> PASSAGE SHOWN

_ _ _ _

How to Write a Product Summary Report

Zephyr18/iStock/GettyImages

The products your company sells are a foundational aspect of your business. They are designed to appeal to a specific audience segment, with unique features that help them stand out from the competition. When you’re looking to research your product in depth, a product summary report can come in handy. It is a useful business tool that outlines specific information pertaining to your products.

Establish the Goal of Your Product Report

There are many objectives of a product report, which vary based on your industry, role and goal. The first step to writing an effective product report is to identify your main objective. These may include:

  • Detailing findings from durability and quality tests on a product
  • Researching competitive industry products
  • Establishing the marketable benefits and features of your products
  • Specifying the many uses for your product

Understanding your product summary report objective will help you to create a detailed plan that focuses on your main goal. The sections of your report should be structured in order to help you meet the objective you have identified.

Identify Your Product Summary Report Audience

Your product summary report should be written for a specific audience group. These groups may include company executives, technical employees, sales and marketing employees, industry experts and prospects and consumers.

The audience of your report will inform the kind of information you can include. For example, if you’re writing for a group of technical employees in your organization, you can use technical terminology when discussing your product because that will be familiar to your audience. It wouldn’t be wise to use the same terminology with your sales and marketing employees, as they may not be familiar with industry jargon.

Similarly, the level of confidential information in your report will vary depending on the audience. For example, you can include certain confidential information in reports designed for internal review only. However, it would be wise to avoid adding any confidential details in reports that are written for external audiences.

Write an Executive Summary

The first section of your product summary report is the executive summary. This area provides a brief overview of the entire report. It is designed to give the readers the gist of the information without having to read the entire report. A product summary example should include the goal of your report, the product you’re discussing, the findings you have uncovered and your recommendations for next steps.

Keep in mind that while the executive summary is the first section of the report, it is often written last. That’s because you need to know the full details of the report before you can condense them down into a few short paragraphs for the executive summary.

Introduce the Product to Your Reader

After the executive summary, include a section that introduces the product to the reader of the report. This provides them with background details and context if they are not intimately familiar with the product.

_ _ _ _

> DATA RECORDS
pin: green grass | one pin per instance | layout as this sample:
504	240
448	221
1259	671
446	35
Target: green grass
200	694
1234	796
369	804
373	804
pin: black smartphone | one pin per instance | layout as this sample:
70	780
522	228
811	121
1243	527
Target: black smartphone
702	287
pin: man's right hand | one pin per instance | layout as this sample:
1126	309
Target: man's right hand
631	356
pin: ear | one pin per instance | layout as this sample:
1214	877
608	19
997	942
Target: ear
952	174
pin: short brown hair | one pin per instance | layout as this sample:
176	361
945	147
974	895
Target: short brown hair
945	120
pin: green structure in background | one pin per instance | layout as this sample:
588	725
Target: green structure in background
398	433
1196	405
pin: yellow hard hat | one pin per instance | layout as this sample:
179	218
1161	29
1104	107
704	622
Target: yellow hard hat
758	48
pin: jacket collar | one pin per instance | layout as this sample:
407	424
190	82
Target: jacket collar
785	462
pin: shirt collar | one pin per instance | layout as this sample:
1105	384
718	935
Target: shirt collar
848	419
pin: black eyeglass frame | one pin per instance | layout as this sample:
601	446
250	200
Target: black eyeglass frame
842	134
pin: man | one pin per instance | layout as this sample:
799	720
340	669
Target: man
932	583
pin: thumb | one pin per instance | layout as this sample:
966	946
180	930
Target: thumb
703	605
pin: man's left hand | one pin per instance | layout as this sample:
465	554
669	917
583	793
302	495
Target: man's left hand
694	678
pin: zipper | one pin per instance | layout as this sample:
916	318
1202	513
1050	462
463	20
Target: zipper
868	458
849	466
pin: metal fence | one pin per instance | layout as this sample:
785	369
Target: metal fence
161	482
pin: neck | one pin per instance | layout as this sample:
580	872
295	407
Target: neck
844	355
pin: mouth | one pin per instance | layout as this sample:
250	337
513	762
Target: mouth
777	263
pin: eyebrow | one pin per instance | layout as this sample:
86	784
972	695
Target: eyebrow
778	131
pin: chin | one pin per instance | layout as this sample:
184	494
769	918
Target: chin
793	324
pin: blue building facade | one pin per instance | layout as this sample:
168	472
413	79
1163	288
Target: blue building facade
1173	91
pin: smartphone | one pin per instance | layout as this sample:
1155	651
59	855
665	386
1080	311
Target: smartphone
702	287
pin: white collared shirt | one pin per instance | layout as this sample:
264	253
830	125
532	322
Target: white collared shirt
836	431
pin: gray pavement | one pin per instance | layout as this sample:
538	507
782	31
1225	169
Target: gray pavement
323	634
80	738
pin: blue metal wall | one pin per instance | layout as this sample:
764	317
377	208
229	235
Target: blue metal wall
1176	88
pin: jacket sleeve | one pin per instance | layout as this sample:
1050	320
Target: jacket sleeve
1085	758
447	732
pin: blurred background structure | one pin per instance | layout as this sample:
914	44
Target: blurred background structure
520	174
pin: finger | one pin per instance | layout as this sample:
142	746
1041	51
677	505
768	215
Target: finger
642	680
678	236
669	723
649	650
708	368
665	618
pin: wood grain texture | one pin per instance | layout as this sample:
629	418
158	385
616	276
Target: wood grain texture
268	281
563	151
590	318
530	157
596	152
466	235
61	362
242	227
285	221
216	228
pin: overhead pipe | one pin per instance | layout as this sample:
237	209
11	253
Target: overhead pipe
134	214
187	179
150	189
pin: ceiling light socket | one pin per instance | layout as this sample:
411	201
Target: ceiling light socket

_ _ _ _

> TASK DESCRIPTION
Continue the guide on writing a product summary report from its last sentence. The lines above are separate material and have no connection to the guide on writing a product summary report.

> RESULT
Your product description example should include the product name, target audience, defining characteristics and features and any other relevant details like manufacturing materials or processes. You can also include images of the product if they will help the reader to better understand the subject matter of the report.

Test the Product and Provide Results

If you are conducting any quality, durability or resiliency tests on the product, include the parameters for testing in your report. For example, mention that the product was tested for battery life and strength.

Include the full scope of results from your testing and qualify what the results mean. For example, if the product tested a 9/10 for durability, explain the quality of the result. Was that the expected or target result? If not, how far off was the result? How does that result compare to industry standards?

Compare the Product to the Competition

In some product summary reports, businesses compare the product to similar products on the market. This is to better understand the competition they face and to learn what characteristics of their product make it unique. Competitive testing can be done to improve the quality of the product itself or to understand the market and how to frame the product benefits.

When comparing products in your report, it may be useful to present the findings in a chart form. That way, you can have all of the products’ characteristics side by side so the reader can see the differences at a glance. If one product stands out in a particular category, highlight the results so it’s clear to the reader.

Outline Consumer or Market Research Feedback

If your product report includes consumer feedback, include some sample reviews and testimonials from the customers you interviewed. If you notice any trends in consumer feedback, note those in this section. For example, have the majority of consumers complained that the price of the product is too high? Have they said that they really like the cordless feature?

Categorize the kinds of feedback you have received so that the reader can understand what kind of feedback the market has provided. Be sure to also include the specific questions you asked the consumers in the first place.

Offer Recommendations for Improvement

Based on the various research you have conducted, offer your recommendations to improve your product. Your product report should help the readers understand what options they have in order to meet their business goals, which may include increasing sales and improving marketability.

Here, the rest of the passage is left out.